Под руководством тружеников он усердно принялся изнурять свое тело жестокими истязаниями, с величайшим терпением переносил зной полуденного солнца и холод тропических ночей, бури и дожди, голод и жажду, и вообще все, что предписывалось правилами аскетизма для умерщвления плоти, но в конце концов увидел, что все эти истязания нисколько не приближают его к желанной цели; он убедился в их бесплодности, и пыл к аскезе охладел в нем; он покинул общество произвольных тружеников и перешел к созерцателям, последователям философии Санкхьи.
Во главе созерцателей в то время стояли два брамина – Алара и Уддаха. Как мы знаем, все усилия созерцателей устремлены были к достижению бесстрастия: они думали, что достигнут совершенства, приучая душу к твердому и безмятежному покою.
Спокойный образ жизни созерцателей очень понравился Сиддхартхе, и он решился пробыть среди них возможно долгое время. Под их руководством царевич постепенно стал усваивать метод их усовершенствования; он прошел все степени символической лестницы мистических созерцаний, с помощью которых постепенно умиротворял свой дух, научился освобождать его от чувственных волнений и мыслей, предохранять его от влияния внешних впечатлений и водворять в нем непоколебимый покой.
Целые дни проводил Сиддхартха в бездействии, с наслаждением погружаясь в мечтательный мир, и так полюбил это занятие, что не оставлял его в продолжение всей своей жизни.
Но и учение созерцателей не удовлетворило Сиддхартху; он не мог согласиться с главным принципом их учения, что душа созерцателя, его “я”, восходя по степеням созерцания, остается неизменной, и что в самых выспренних самопогружениях, когда прекращается всякая деятельность и всякое движение в душе, “я” могло также существовать.
Поэтому он покинул и созерцателей и решил в одиночестве совершить труд предварительного подвижничества.

════════════════════

* Задание A *
Кто, согласно отрывку о Сиддхартхе, стоял в то время во главе созерцателей?
* Задание B *
Согласуются ли с отрывком о Сиддхартхе следующие утверждения? Для каждого ответьте «да» или «нет» и приведите точную цитату, которая это решает.
(i) Сиддхартха убедился, что истязания приближают его к желанной цели.
(ii) Созерцатели были последователями философии Санкхьи.
(iii) Покинув созерцателей, Сиддхартха решил совершить подвижничество в одиночестве.
* Задание C *
Выведите из отрывка о Сиддхартхе всё, начиная со слов «Целые дни проводил» и вплоть до слов «могло также существовать.».
Эти записи никак не связаны с отрывком о Сиддхартхе.

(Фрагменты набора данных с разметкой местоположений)
════════════════════

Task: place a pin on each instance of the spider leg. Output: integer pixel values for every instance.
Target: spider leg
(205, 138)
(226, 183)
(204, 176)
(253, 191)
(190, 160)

════════════════════

* Решение задания A *
Два брамина — Алара и Уддаха.

* Решение задания B *
(i) Нет: «увидел, что все эти истязания нисколько не приближают его к желанной цели».
(ii) Да: «перешел к созерцателям, последователям философии Санкхьи».
(iii) Да: «решил в одиночестве совершить труд предварительного подвижничества».

* Решение задания C *
Целые дни проводил Сиддхартха в бездействии, с наслаждением погружаясь в мечтательный мир, и так полюбил это занятие, что не оставлял его в продолжение всей своей жизни.
Но и учение созерцателей не удовлетворило Сиддхартху; он не мог согласиться с главным принципом их учения, что душа созерцателя, его “я”, восходя по степеням созерцания, остается неизменной, и что в самых выспренних самопогружениях, когда прекращается всякая деятельность и всякое движение в душе, “я” могло также существовать.